| Work item |
Transcribe each record exactly. Omit the pictures.

------------------------------------------------------------

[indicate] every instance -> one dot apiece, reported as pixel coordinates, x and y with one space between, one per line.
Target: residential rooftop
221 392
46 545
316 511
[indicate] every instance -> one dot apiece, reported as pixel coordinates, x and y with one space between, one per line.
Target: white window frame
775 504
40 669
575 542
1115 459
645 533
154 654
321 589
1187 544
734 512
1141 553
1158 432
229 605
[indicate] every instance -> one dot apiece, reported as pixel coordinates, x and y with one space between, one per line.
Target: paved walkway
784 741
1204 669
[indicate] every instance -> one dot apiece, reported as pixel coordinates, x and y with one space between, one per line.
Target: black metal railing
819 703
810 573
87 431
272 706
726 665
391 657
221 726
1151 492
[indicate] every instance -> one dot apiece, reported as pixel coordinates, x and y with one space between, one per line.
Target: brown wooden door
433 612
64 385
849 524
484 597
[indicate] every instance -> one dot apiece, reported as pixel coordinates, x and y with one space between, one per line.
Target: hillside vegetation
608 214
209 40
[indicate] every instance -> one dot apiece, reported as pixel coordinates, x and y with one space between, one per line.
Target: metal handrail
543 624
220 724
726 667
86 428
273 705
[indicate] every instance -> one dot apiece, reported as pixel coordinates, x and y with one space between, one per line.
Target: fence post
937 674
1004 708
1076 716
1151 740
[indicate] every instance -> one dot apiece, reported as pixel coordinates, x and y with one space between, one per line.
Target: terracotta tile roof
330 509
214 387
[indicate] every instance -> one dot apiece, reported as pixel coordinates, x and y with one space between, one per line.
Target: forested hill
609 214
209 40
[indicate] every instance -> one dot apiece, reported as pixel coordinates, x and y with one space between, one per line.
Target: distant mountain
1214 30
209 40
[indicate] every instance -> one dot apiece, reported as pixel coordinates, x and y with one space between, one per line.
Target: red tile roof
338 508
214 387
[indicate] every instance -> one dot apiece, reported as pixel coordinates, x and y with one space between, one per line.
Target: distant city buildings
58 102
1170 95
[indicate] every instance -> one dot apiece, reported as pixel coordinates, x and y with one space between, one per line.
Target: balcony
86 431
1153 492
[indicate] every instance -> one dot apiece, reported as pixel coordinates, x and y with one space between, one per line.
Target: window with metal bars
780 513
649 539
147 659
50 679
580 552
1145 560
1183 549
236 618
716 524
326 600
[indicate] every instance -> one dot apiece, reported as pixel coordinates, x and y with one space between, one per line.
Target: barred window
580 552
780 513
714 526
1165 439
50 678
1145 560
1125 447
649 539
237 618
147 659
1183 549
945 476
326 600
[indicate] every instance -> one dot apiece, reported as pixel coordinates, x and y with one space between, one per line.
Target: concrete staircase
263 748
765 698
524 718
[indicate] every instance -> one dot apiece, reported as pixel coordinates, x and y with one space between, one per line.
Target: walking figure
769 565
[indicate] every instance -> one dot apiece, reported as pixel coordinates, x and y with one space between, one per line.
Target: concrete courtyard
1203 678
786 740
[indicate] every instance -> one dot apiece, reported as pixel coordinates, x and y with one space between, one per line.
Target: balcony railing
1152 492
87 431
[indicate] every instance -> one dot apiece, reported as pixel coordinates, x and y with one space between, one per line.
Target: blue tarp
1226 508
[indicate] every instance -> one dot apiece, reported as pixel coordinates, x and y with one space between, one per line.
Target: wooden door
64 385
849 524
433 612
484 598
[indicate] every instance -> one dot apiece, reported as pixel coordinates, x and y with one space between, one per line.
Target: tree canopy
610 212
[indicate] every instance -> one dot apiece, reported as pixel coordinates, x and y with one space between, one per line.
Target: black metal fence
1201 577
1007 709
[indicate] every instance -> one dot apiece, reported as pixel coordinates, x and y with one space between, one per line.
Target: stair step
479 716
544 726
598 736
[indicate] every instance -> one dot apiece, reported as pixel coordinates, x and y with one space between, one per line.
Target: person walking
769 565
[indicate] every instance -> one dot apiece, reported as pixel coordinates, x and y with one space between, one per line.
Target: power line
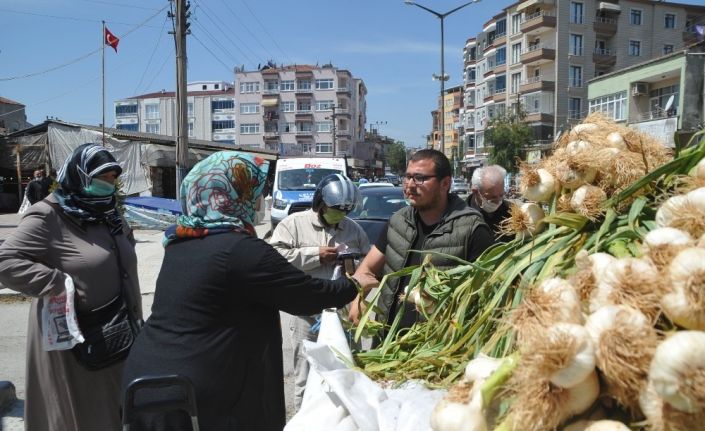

------------------------------------------------------------

| Finished exercise |
[indicate] every instance -> one dot apiece, reported as pixel coordinates, x and y with one space between, one per line.
Target: residential rooftop
221 392
46 545
316 511
[indicate] every instance -> one dot apiece, reported as pixel coordinates, x and y with one space between, one per line.
Target: white window frame
775 504
40 669
575 542
1115 459
645 533
154 654
321 589
1187 544
734 512
1141 553
1158 432
229 605
[indicate] every instance -> one dot apiece, reported as pixel coordinates, x and y with one space between, one per line.
Target: paved walkway
784 741
1204 669
[indicate] every instance -> one dot apiece, reported as pixel coordinates, x and y with one space between, one per line.
Target: black metal railing
819 703
810 573
87 431
272 706
726 665
391 657
221 726
1151 492
[indicate] every instance -> one dot apiece, reported as pixel coordinates, x and y with one space between, one per line.
Target: brown wooden door
433 612
64 385
849 524
484 597
[indicate] every instance -> one dot apiece, reported as pixel coordinates, x and y with one space between, one per line.
Target: hillside vegetation
608 214
209 40
[indicate] every instance -> one dot apiece, reported as pixel coordinates, x and y with one space between, one per line.
Target: metal handrail
543 624
220 724
726 667
86 428
273 705
[indicate] every instance -> one dot apiece, reported as pixel coordinates, x and y with one space between, one per line.
Target: fence post
937 674
1004 708
1076 716
1151 740
[indicate] every instance -> one dot apiece, reported as pixel coordinates, x and y with one space between, one per line.
Target: terracotta tile roof
330 509
214 387
[indicate] every instance -> one dot apiece, reported as pixel coordinates, x and y with one space between, one per line.
Target: forested hill
609 214
209 40
[indicate] every instance -> one dot apiece, reported as pixel coordinates, x and y with one space between, one per line.
Target: distant mountain
1214 30
209 40
[indicate] every instance -> one dot apiece, reported as pixel coordinates, x and y with one space between, one per line.
Target: red tile roof
338 508
214 387
[indicate] every instance -> one dot apiece, reported as pixel coordinates, x and y with one space between, one per line.
Target: distant city buildings
58 102
1170 95
[indicate] every instance -> one dot apiece, reported as pixel coordinates, x and y with one space between, one per line.
Target: balcony
86 431
1153 492
[indicate] every instance -> one dot apiece, reported as pixel coordinates, x and y with one space between, one per line.
Target: window with metal bars
780 513
649 539
147 659
50 679
580 552
1145 560
1183 549
236 618
716 524
326 600
[indicate] every instance -> one dot apiece, reported as pixel coordinates, x and y with one space between, one per line.
Target: barred window
580 552
780 513
714 526
1165 439
50 678
1145 560
1125 447
649 539
237 618
147 659
1183 549
945 476
326 600
[indicate] every instance -> one dot apiece, reported as pixel coordinates, x and y with one space between, one per line.
Target: concrete staircase
263 748
765 698
524 718
[indicate] every instance -> one dot apiece, reported as pixel coordinates, x and y with one space between, one per line.
Target: walking figure
769 565
[indicate] every instance -> one dot apiece, reported as pixel coordinates, x and y with one space between, one per line.
Target: concrete courtyard
1203 678
786 740
[indicate] every instance -> one dot apiece, reported as pixel coordinates, x and y with one space between, one per line.
Target: balcony railing
1152 492
87 431
[indicate] every instance -> one dot apiece, reported as pixel coordinates, x and y with one space between, one per line.
Target: blue tarp
1226 508
[indicate] every instance -> one dot apiece, reported as pixel coordinates, x and y with one space between, one per line.
Target: wooden door
64 385
849 524
433 612
484 598
[indicate] every instance -> one dot apiece, reported as pixel coordinates, x and y with one space between, one per line.
Target: tree canopy
610 212
[indicate] every instance -> one dot apiece, reported as pixel coordinates, x and y with one space between, one per line.
Target: black metal fence
1201 577
1007 709
[indicate] every instance -> one dot apiece, reported as pixel coordinates, x and y with one space between, one per line.
Target: stair step
479 716
544 726
598 736
[indicate] every instance -> one dot apiece, reported as pixel coordinates, x and y with one space between, one per line.
Target: person walking
769 565
[indicate] every instance -> one dot apiece, reported as pixel coordinates, x and y with one space between, one per line.
Target: power line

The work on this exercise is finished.